- **SUPPLIED PASSAGE**:

GWU Counting for Dollars, Census-Informed Federal Program Funds

By Bert Granberg  |  September 18, 2017

At least a couple times a year, state GIS offices are apt to encounter some mention of the importance of the Census Bureau having the best possible GIS roads and address data from their state, as the Bureau prepares for its next decennial census count.

Click to open an interactive map of the Counting for Dollars dataThe argument goes like this...

  1. Better road and address data gives a state the best chance for the Bureau achieving a full count of its residents, and 
  2. On a per capita basis, per year, billions of dollars in federal program funding are determined by formulas that use state population and other census-derived demographic data, so,
  3. There is a bit of a zero-sum-game at work, the fuller your state’s count of residents, the more of its rightful, equitable share will be received from these programs.

Dataset entries:
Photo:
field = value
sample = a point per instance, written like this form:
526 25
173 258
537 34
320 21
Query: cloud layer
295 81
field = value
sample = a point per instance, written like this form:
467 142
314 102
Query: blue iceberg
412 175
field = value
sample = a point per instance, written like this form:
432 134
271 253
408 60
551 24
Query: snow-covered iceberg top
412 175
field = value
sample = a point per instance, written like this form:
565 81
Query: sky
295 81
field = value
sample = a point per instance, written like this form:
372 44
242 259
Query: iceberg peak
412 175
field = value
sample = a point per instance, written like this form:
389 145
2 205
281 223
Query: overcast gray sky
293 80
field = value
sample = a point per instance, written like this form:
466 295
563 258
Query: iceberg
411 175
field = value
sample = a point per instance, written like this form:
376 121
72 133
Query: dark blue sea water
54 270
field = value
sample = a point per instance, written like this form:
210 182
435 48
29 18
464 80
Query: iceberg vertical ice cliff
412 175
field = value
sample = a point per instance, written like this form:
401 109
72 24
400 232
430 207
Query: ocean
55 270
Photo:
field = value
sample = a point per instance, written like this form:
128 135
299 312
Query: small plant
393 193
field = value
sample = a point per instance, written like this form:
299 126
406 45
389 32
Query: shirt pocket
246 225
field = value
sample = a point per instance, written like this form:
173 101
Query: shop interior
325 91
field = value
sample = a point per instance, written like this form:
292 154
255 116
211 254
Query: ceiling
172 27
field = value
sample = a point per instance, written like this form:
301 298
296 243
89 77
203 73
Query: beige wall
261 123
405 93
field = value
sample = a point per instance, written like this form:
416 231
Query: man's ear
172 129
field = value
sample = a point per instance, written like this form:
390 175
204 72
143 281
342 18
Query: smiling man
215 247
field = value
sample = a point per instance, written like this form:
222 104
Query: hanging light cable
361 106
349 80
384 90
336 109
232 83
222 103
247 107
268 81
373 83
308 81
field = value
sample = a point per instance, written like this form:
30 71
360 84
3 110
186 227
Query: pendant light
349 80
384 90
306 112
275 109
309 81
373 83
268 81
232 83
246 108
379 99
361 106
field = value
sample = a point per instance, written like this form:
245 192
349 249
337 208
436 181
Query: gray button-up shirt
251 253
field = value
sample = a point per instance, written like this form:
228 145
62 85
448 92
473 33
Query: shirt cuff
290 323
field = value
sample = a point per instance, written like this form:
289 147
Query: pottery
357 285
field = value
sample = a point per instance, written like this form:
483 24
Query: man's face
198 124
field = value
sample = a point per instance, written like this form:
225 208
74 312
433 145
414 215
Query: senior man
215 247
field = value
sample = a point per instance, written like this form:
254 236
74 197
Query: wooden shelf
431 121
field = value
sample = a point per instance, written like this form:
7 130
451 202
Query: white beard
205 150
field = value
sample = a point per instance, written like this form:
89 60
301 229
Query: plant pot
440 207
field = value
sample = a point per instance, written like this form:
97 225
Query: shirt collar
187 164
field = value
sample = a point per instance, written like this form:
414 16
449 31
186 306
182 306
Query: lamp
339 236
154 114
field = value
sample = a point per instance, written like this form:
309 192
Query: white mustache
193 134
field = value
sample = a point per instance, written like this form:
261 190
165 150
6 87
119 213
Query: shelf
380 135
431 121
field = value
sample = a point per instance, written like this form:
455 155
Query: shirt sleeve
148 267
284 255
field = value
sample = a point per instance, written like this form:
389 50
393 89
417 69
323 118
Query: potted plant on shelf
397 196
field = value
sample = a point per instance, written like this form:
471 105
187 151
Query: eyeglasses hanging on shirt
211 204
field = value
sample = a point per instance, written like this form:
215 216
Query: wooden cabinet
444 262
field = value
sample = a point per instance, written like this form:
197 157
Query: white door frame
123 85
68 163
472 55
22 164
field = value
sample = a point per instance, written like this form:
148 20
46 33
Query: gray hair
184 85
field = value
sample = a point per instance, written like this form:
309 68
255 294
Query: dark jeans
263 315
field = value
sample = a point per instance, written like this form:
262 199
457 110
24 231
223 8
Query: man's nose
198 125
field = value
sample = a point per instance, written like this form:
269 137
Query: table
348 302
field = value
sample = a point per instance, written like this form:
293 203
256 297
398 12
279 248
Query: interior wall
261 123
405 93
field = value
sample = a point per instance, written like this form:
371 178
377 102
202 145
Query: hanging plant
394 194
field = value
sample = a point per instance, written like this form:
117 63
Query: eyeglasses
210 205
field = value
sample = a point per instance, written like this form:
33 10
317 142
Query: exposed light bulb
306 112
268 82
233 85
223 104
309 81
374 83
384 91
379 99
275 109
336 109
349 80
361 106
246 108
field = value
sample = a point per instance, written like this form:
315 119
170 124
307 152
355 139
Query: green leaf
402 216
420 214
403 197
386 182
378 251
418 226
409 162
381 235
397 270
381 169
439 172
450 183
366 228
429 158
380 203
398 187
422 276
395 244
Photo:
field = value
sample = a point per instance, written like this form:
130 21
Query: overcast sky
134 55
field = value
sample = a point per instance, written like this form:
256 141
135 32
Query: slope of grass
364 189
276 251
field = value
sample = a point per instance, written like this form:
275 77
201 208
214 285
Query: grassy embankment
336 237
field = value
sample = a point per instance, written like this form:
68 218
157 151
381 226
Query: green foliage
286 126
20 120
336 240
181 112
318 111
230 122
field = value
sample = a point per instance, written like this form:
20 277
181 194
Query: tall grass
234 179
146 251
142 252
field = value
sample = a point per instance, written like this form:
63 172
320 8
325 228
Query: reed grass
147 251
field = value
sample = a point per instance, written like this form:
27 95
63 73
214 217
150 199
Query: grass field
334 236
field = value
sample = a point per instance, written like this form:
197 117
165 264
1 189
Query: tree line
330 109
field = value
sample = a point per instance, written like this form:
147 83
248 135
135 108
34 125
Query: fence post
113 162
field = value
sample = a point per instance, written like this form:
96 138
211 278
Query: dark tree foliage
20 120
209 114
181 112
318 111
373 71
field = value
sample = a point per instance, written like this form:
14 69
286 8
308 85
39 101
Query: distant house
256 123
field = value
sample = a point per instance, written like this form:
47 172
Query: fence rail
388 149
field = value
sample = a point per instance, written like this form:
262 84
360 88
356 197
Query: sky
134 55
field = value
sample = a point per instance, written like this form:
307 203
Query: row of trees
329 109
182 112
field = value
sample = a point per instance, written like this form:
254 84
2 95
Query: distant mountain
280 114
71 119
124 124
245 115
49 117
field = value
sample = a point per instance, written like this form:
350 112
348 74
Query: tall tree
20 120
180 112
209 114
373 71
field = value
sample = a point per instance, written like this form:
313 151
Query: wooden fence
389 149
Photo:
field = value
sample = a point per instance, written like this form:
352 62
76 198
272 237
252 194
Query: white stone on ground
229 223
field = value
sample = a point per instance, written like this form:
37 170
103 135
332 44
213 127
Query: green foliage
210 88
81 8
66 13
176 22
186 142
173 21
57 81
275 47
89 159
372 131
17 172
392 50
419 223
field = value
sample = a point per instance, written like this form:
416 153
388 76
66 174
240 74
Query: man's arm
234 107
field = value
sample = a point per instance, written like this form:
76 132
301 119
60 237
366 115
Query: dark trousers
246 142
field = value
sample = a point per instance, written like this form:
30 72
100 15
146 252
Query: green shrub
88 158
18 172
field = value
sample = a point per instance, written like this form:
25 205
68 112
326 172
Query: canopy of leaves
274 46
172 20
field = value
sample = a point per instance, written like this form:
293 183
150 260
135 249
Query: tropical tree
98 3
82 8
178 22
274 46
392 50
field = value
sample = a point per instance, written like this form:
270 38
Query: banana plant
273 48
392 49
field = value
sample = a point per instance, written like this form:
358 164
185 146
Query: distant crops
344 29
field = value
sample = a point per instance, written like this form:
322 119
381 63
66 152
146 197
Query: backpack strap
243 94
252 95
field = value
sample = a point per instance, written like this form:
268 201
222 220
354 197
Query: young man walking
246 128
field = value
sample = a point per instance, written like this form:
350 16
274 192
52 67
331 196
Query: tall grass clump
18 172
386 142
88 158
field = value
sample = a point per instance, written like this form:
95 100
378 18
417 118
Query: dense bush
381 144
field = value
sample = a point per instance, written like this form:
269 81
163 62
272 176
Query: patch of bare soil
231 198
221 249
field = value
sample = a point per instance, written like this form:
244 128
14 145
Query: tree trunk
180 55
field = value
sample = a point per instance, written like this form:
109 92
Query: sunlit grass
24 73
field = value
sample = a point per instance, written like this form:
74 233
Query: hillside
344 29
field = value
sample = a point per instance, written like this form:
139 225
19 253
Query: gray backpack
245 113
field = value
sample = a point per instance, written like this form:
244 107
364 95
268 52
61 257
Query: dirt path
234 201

- **TASK GOAL**:
Quote the census funding article above, word for word, from "Click to open" to "from these programs.".

- **ANSWER SPACE**:
Click to open an interactive map of the Counting for Dollars dataThe argument goes like this...

  1. Better road and address data gives a state the best chance for the Bureau achieving a full count of its residents, and 
  2. On a per capita basis, per year, billions of dollars in federal program funding are determined by formulas that use state population and other census-derived demographic data, so,
  3. There is a bit of a zero-sum-game at work, the fuller your state’s count of residents, the more of its rightful, equitable share will be received from these programs.